## TEXTE FOURNI
>>

Dans sa nouvelle série de dessins montrés à la Galerie Polysémie (Marseille) jusqu’au 12 décembre 2009 et à la Galerie Alain Paire (Aix-en-Provence) à partir du 3 décembre, l’artiste Jean-Jacques Ceccarelli cultive le deux. Les figures de ses dessins vont par deux, juste reliées par une ou deux extrémités.
Deux temps dans la création aussi, une distribution colorée initiale à l’aquarelle et une reprise graphique qui ne vient pas s’opposer au déjà là mais le renforcer. Pas de rupture, plutôt une interférence entre les strates qui introduit un second temps dans l’œuvre : deux figures et deux temps. Deux séries d’œuvres aussi. Dans les grands dessins l’auteur organise de manière abstraite sur l’ensemble du support des taches dont les formes évoquent des couples de personnages. Sur ces formats de 160 cm sur 124 cm, on en compte une vingtaine de paires plus quelque célibataires. Sur les plus petits formats, seuls deux personnages s’ébattent. Un tout petit appendice entre les jambes qualifie certains ; on ne sait pas si ces couples se cherchent pour s’aimer ou se repoussent pour mettre fin à une union fragile.

<<

## ENTRÉES FOURNIES

>>

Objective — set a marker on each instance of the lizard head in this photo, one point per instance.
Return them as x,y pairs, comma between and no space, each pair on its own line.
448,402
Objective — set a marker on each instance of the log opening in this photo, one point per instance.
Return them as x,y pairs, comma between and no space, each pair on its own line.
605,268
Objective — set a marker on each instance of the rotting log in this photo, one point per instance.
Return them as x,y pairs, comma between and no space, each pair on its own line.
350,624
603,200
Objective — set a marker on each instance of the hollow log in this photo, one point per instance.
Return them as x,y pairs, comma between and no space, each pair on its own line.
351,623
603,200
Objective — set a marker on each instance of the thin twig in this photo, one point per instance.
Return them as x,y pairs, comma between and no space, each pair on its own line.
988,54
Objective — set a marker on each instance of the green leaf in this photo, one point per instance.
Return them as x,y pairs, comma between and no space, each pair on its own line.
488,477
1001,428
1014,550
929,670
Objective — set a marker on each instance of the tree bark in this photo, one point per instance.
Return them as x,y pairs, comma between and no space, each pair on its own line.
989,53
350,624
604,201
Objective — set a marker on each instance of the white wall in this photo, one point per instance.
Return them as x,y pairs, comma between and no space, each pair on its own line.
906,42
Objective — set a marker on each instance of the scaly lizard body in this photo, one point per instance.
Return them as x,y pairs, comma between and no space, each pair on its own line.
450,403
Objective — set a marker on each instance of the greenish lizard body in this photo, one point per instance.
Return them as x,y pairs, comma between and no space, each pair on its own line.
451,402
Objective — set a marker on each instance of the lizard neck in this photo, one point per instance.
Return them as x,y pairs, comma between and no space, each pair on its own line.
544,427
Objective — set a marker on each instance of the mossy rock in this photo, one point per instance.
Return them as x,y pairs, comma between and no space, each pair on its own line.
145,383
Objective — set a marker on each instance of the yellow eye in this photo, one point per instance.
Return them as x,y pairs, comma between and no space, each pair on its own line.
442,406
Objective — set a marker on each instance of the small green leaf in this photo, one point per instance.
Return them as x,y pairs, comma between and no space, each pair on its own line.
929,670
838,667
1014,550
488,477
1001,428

<<

## TRAVAIL DEMANDÉ
- a) D’après le texte fourni, jusqu’à quelle date les dessins sont-ils montrés à la Galerie Polysémie ?
- b) Traduisez en anglais la phrase suivante du texte fourni : « Sur les plus petits formats, seuls deux personnages s’ébattent. »
- c) Recopiez le passage du texte fourni qui va de « Dans sa nouvelle » à « ou deux extrémités. », en substituant « œuvres » à « dessins ».
Les entrées n’ont aucun rapport avec le texte fourni.

## RÉSULTATS FINAUX
- a) Jusqu’au 12 décembre 2009.

- b) On the smaller formats, only two figures frolic.

- c)
Dans sa nouvelle série de œuvres montrés à la Galerie Polysémie (Marseille) jusqu’au 12 décembre 2009 et à la Galerie Alain Paire (Aix-en-Provence) à partir du 3 décembre, l’artiste Jean-Jacques Ceccarelli cultive le deux. Les figures de ses œuvres vont par deux, juste reliées par une ou deux extrémités.